DOCUMENT EXCERPT »
══════════

The testimony by a top Obama administration lawyer before a House subcommittee was met with cautious optimism by privacy advocates and civil liberties groups who have worked for years to overturn parts of the 1986 Electronic Communications Privacy Act. They said it provides a starting point for a compromise in a debate that has endured for more than a decade.
"What's very positive to me is the amount of common ground that's suddenly arisen," said Chris Calabrese, legislative counsel with the American Civil Liberties Union, one of several organizations looking to change the law. "If we have an agreement on this (provision), we should move forward."
The 1986 law was written before the Internet was popularized and before many Americans used Yahoo or Google servers to store their emails indefinitely. The law allows federal authorities to obtain a subpoena approved by a federal prosecutor
-- not a judge -- to access electronic messages older than 180 days. Privacy groups have sought since 2000 to amend the law but failed after the Sept. 11, 2001, terror attacks shifted the debate over the government's ability to intercept communications.

══════════

TASK STATEMENT »
Transcribe the part of the article about the 1986 electronic privacy law between "The 1986 law" and "to intercept communications.", inclusive.

[Collected data entries]
══════════

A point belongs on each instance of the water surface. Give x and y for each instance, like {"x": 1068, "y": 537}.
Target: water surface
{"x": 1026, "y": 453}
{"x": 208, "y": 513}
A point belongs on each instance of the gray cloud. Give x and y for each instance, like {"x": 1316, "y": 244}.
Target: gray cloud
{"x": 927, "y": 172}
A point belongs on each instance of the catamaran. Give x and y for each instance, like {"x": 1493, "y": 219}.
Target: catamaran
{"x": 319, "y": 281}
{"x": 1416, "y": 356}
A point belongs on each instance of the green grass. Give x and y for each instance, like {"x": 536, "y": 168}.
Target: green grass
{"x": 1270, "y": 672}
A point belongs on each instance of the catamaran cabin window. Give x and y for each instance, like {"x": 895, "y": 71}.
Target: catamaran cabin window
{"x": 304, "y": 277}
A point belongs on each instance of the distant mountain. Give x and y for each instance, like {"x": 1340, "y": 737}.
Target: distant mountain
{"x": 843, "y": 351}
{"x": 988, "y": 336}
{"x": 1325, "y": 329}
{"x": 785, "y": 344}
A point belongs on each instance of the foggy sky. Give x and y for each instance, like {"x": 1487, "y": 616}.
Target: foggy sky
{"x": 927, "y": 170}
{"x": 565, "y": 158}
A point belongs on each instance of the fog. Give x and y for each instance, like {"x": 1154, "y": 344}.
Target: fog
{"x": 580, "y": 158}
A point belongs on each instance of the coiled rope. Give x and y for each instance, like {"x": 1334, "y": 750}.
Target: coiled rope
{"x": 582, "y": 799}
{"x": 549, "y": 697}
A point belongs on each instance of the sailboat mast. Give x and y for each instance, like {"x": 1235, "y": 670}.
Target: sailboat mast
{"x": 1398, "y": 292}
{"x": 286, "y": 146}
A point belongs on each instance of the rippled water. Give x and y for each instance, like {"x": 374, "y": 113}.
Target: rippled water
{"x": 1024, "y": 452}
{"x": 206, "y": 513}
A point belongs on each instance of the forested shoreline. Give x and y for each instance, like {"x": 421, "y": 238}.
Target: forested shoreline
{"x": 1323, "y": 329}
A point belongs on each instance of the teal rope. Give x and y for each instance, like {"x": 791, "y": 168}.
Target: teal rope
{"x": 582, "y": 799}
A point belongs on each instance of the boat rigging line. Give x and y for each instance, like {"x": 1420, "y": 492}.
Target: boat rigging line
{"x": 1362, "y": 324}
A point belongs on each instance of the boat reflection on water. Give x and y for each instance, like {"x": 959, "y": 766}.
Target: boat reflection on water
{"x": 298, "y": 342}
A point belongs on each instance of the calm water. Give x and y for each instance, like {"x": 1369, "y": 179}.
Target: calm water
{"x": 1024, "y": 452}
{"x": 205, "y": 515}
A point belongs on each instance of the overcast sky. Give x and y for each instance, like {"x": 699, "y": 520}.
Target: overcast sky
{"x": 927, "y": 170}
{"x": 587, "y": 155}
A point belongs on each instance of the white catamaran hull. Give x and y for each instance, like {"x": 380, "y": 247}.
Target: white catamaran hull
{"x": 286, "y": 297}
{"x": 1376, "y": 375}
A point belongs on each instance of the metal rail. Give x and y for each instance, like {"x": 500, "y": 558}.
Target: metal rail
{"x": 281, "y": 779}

══════════

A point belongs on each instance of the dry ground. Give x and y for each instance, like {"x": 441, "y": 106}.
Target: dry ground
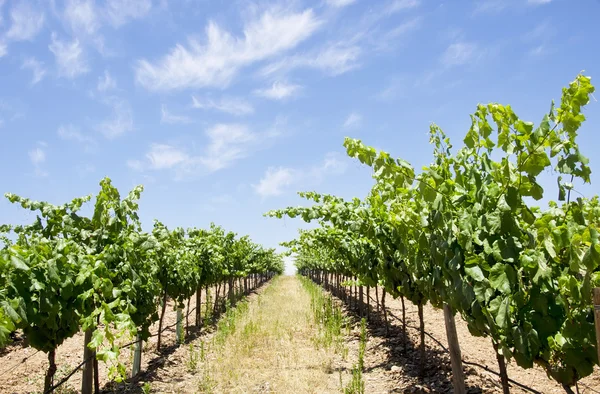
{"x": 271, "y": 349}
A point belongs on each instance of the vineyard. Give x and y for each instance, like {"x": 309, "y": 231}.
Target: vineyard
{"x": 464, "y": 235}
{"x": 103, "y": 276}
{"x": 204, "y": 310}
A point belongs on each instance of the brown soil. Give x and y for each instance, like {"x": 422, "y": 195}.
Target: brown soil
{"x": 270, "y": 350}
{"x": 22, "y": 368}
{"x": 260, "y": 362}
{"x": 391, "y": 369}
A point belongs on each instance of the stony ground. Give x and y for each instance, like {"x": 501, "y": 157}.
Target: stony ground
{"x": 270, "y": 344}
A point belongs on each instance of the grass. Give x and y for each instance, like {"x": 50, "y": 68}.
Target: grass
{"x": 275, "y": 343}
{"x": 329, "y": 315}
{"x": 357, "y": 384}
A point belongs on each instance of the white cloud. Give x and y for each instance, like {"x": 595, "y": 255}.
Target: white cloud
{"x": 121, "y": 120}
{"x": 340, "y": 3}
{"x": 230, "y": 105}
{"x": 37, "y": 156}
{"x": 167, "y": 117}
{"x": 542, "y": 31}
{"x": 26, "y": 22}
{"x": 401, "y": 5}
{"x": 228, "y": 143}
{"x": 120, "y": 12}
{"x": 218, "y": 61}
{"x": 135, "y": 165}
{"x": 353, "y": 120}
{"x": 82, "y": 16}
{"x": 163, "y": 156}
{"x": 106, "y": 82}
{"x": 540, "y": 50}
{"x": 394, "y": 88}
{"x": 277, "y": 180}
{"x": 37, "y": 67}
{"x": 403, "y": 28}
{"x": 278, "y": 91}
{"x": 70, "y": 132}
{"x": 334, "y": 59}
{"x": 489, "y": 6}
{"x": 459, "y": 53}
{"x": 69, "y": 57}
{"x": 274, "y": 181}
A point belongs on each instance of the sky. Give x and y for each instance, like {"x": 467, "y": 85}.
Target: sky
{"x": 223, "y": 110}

══════════

FULL RESPONSE »
The 1986 law was written before the Internet was popularized and before many Americans used Yahoo or Google servers to store their emails indefinitely. The law allows federal authorities to obtain a subpoena approved by a federal prosecutor
-- not a judge -- to access electronic messages older than 180 days. Privacy groups have sought since 2000 to amend the law but failed after the Sept. 11, 2001, terror attacks shifted the debate over the government's ability to intercept communications.